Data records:
━━━
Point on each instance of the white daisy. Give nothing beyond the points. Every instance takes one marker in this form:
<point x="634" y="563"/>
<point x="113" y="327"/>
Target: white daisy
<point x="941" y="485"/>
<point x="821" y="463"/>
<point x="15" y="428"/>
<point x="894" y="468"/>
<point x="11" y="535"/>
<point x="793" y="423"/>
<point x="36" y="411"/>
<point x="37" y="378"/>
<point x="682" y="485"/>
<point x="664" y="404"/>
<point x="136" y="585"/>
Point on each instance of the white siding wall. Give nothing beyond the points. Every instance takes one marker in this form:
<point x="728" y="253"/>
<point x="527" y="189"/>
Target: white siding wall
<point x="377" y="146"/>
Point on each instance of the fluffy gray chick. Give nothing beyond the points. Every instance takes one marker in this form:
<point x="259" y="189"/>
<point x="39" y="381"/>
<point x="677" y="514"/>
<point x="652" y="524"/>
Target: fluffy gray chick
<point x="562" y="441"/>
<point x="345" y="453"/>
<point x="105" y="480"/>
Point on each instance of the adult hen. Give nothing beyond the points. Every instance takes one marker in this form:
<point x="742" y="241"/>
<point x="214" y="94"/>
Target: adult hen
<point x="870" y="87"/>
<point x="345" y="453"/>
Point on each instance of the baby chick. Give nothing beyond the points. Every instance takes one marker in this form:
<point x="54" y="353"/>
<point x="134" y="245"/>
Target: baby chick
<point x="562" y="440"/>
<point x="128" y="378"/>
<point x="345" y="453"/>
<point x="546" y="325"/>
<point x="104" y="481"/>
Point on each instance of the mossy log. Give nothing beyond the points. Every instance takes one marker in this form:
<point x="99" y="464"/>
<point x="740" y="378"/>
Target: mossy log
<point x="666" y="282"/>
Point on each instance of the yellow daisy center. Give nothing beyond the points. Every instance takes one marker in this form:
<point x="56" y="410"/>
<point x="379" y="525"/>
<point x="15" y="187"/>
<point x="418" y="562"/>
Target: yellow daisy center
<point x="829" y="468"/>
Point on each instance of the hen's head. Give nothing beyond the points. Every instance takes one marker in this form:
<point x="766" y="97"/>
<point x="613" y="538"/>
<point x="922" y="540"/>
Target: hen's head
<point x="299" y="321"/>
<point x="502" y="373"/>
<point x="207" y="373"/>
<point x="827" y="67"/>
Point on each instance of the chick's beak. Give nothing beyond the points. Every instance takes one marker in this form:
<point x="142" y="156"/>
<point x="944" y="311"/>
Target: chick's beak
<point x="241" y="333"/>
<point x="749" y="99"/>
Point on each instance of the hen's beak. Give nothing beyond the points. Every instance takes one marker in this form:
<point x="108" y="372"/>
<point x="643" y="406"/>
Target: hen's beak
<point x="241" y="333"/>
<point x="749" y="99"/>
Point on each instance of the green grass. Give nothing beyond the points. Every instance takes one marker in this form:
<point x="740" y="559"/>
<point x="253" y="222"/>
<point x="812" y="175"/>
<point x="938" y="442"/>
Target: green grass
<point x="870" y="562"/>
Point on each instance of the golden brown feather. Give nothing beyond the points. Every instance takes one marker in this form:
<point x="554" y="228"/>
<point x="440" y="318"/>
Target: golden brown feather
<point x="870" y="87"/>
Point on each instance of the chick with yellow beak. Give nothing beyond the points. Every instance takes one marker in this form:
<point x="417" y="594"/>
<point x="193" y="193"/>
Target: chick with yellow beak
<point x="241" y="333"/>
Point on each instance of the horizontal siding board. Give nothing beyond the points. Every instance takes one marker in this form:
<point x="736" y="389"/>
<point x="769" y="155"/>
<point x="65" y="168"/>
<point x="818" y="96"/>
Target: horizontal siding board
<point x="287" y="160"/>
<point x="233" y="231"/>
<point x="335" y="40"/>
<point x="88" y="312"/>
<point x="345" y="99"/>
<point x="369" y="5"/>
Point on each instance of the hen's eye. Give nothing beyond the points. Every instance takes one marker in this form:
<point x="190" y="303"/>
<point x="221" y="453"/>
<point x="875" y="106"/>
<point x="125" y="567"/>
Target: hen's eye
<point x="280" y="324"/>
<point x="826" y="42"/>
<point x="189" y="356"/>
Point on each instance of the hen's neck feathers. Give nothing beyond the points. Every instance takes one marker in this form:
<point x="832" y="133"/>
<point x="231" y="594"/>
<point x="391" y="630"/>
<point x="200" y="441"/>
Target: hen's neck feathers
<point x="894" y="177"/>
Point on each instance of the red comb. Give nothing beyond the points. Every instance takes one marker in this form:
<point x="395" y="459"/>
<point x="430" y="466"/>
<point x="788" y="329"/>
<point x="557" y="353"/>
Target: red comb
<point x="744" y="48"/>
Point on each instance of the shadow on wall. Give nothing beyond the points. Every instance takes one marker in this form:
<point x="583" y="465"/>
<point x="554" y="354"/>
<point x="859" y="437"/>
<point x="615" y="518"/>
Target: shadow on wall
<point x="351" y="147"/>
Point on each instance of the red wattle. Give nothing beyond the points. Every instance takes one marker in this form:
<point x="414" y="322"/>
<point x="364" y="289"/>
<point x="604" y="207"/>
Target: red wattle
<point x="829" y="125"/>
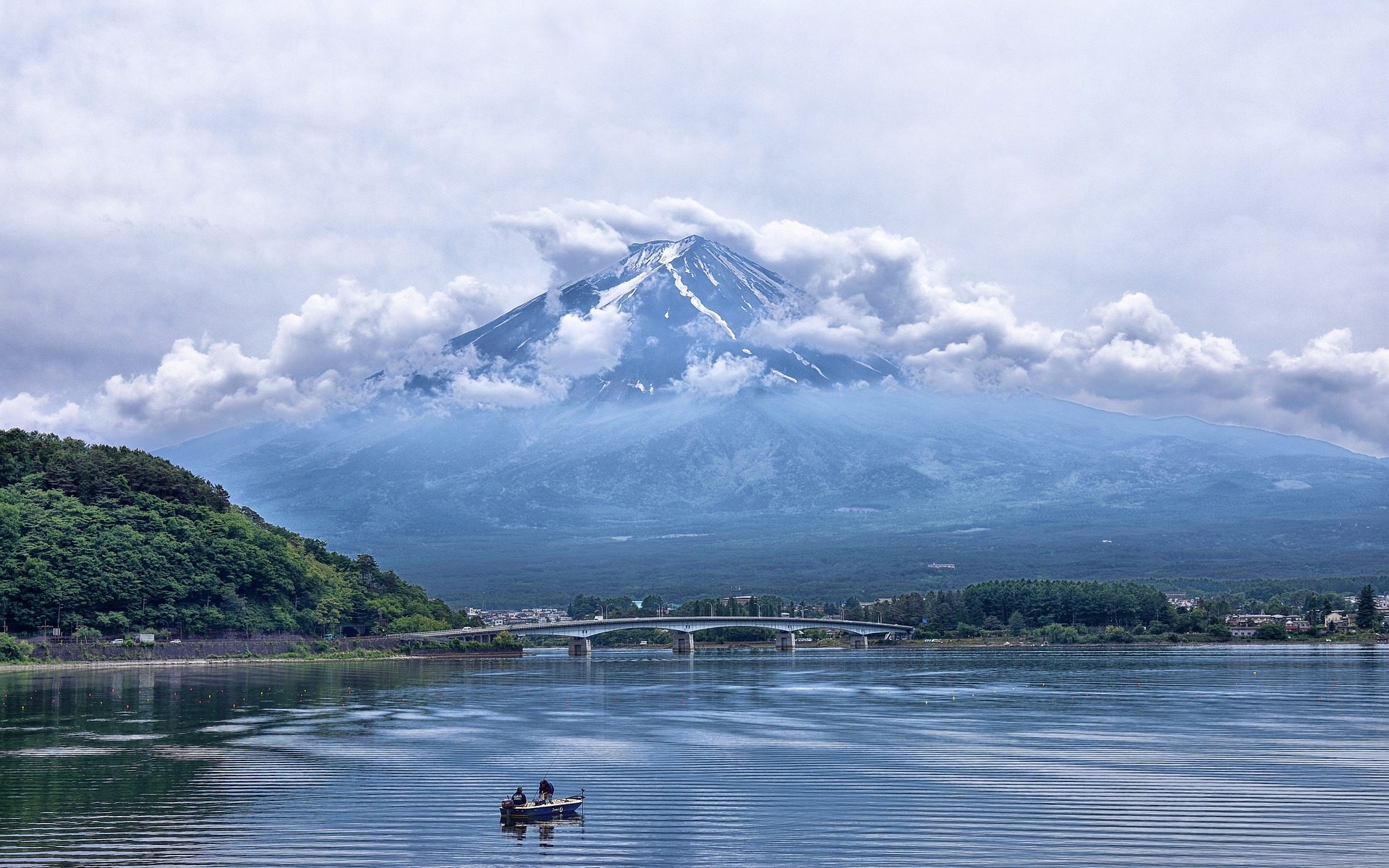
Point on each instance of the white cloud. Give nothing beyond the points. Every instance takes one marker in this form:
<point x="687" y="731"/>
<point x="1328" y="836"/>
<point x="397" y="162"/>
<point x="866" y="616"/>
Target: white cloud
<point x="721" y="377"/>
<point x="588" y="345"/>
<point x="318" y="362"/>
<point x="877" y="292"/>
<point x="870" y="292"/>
━━━
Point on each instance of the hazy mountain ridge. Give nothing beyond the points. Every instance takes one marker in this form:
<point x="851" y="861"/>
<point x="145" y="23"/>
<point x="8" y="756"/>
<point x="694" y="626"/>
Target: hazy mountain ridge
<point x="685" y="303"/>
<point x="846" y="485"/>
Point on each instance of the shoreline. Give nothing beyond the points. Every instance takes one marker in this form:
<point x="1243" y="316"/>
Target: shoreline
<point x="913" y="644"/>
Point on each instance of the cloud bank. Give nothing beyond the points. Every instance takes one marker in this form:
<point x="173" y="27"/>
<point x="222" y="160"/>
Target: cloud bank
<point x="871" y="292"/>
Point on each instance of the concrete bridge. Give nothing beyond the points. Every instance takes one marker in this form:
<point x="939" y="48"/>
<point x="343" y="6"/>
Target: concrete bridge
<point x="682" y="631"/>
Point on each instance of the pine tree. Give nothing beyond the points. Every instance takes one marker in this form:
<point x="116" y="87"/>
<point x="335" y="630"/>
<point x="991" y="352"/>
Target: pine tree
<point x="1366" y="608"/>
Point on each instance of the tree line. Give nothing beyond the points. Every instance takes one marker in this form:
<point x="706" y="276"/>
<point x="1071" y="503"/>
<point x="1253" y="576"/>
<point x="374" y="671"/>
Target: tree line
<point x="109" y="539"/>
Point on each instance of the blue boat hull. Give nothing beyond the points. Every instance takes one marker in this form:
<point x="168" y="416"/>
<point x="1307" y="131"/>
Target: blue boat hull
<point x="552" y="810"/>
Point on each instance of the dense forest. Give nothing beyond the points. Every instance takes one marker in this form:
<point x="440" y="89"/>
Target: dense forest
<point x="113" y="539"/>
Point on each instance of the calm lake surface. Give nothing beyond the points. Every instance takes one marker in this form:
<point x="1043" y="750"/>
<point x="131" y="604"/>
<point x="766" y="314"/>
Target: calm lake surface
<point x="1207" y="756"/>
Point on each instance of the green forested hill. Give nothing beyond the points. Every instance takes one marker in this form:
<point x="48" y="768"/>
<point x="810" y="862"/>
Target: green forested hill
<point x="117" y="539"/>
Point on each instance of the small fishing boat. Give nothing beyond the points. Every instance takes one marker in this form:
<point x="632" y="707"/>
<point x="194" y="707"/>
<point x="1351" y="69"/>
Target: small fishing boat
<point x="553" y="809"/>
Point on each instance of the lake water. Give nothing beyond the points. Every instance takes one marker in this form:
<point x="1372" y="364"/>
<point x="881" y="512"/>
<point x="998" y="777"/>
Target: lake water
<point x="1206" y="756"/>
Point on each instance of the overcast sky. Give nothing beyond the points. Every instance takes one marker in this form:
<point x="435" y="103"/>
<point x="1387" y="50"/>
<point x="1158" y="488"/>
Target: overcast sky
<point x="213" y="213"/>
━━━
Extract every line of the data records above that contains the word "overcast", matching case exactly.

--- Written reply ---
Point on each instance of the overcast sky. Give nothing beyond the points. Every instance takes one marker in this form:
Target: overcast sky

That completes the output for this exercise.